• _Objective_:
Identify each line in the rows below that contains the word "every", and copy those lines out in full.

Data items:
(begin)
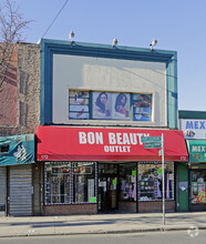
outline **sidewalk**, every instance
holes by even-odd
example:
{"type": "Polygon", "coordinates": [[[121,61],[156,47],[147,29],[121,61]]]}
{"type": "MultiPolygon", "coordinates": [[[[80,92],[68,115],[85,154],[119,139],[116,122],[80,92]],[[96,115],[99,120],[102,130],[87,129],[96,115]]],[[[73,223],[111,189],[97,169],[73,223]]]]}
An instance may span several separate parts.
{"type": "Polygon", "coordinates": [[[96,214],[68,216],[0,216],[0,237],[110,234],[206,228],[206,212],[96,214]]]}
(end)
(begin)
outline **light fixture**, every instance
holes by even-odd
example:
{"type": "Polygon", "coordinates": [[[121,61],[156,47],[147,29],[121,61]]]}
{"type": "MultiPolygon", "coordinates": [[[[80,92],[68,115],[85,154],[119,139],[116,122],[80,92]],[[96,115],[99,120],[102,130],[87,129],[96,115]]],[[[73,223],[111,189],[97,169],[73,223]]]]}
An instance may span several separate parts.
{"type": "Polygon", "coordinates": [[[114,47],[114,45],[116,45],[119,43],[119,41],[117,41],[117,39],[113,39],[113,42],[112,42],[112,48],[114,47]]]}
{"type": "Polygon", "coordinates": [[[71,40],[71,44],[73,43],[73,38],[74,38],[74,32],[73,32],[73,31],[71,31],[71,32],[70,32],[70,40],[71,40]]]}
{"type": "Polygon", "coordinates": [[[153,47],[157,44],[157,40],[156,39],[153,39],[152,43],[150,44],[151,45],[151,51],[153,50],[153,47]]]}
(end)
• _The solution_:
outline **sidewalk**, every instance
outline **light fixture**, every instance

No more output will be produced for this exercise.